Aim of the exercise
Reproduce word for word the passage of the report on Britain's local elections that opens with the words containing "David Cameron's Conservative" and closes with "next general election.".

Malta Independent Friday, 3 May 2013, 13:23 Last update: about 11 years ago

 

David Cameron's Conservative Party has taken a drubbing in local elections amid a surge of support for an anti-European Union and anti-immigration party, heaping pressure on the prime minister to shore up support ahead of the next general election.

The early results Friday show that the right-wing United Kingdom Independence Party, or UKIP, won 42 county council seats, while the opposition Labour Party gained 26. The Liberal Democrats — junior partners in Britain's coalition government — were down 16 county council seats, while Cameron's ruling Conservatives lost 74 seats.

UKIP leader Nigel Farage — whose party Cameron once referred to as a bunch of "fruitcakes, loonies and closet racists" — said the results will send a "shock wave" through the British political establishment.

"This is a real sea-change in British politics," Farage told the BBC.

The rise of UKIP adds to pressure on Cameron to staunch a flow of voters from his party ahead of the next general election in 2015 and to take a harder line on European reform and immigration.

The results could lend momentum to voices within Cameron's party urging the prime minister to introduce legislation needed to enshrine his pledge for a referendum on European Union membership by 2017.

Michael Fabricant, the Conservative Party's vice-chairman, confessed he was unsure what voters were saying. "''I hope there will be some serious research about exactly WHAT message UKIP voters are giving: none-of-the-above, or specific issues," he said in a Twitter message.

Voting took place in 34 council contests across England, plus the Isle of Anglesey in Wales.

Raw data
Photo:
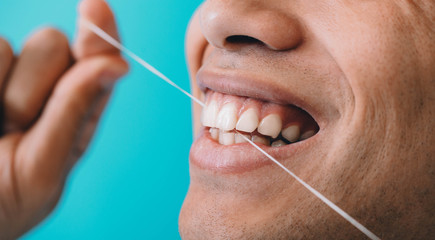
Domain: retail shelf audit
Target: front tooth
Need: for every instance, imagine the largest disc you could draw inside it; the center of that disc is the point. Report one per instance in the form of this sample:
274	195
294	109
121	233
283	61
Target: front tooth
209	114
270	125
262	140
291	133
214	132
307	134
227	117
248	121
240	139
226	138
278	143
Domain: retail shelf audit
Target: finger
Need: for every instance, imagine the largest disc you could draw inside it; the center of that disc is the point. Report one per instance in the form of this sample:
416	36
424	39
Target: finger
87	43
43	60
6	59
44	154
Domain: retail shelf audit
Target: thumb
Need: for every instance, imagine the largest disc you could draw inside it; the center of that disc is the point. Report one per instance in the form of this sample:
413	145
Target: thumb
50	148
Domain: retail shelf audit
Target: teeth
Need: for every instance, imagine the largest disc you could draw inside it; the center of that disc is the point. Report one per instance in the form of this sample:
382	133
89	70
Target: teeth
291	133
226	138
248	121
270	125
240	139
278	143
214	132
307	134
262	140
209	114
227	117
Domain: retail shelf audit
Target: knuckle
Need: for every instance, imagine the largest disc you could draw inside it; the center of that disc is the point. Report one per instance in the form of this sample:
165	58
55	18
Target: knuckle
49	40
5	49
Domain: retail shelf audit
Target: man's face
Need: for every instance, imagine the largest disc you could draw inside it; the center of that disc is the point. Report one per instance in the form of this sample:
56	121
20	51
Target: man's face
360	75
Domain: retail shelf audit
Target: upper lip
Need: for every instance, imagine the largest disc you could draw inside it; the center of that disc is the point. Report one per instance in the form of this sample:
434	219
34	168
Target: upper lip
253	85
* * *
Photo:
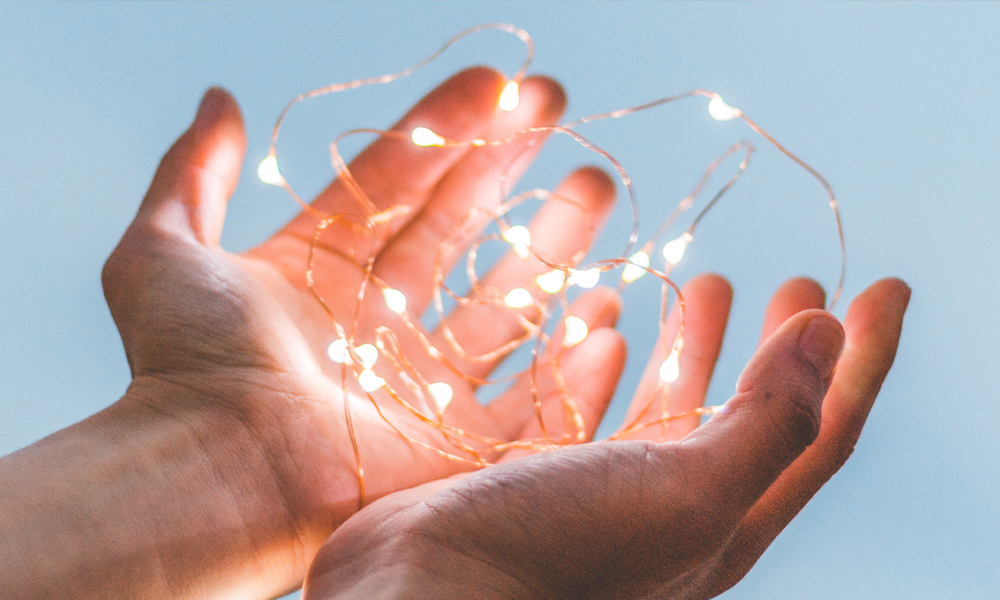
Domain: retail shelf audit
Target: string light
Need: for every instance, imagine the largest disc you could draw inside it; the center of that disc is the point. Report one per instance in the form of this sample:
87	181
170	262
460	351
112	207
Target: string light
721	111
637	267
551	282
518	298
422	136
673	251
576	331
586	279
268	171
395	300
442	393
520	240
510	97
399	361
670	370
==
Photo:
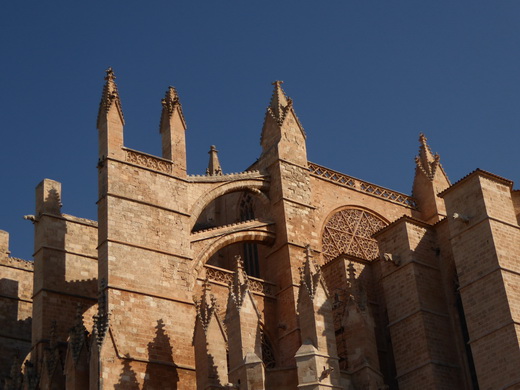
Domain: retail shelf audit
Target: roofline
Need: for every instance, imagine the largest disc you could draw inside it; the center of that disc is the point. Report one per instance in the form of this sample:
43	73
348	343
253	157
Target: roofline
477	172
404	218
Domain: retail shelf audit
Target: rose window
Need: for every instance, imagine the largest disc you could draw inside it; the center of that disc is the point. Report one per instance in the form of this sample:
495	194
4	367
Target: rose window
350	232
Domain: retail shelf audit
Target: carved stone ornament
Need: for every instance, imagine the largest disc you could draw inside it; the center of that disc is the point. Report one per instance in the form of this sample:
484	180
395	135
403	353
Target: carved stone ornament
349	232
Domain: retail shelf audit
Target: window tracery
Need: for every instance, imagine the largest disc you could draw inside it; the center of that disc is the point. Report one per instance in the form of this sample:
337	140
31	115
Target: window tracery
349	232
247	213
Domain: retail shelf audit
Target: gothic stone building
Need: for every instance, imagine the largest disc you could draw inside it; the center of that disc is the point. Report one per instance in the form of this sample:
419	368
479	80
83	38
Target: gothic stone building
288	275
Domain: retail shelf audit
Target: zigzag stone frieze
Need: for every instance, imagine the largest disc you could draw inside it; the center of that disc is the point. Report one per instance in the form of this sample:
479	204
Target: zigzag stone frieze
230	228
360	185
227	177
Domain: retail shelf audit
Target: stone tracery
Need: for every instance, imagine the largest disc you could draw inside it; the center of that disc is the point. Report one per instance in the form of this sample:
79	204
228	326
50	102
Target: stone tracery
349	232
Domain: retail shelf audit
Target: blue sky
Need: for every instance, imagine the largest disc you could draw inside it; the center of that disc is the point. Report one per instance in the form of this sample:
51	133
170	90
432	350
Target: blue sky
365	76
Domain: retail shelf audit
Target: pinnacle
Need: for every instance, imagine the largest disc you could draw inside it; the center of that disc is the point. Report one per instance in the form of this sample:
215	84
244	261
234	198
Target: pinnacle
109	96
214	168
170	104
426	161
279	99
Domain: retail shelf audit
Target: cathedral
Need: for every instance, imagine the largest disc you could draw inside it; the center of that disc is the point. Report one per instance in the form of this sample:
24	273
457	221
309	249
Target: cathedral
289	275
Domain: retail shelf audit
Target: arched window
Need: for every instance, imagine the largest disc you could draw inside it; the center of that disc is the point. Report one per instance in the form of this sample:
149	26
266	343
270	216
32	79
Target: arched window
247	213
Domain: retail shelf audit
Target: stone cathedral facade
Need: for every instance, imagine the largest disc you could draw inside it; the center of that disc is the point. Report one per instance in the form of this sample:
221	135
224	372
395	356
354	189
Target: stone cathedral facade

The completed task
David Cameron's Conservative Party has taken a drubbing in local elections amid a surge of support for an anti-European Union and anti-immigration party, heaping pressure on the prime minister to shore up support ahead of the next general election.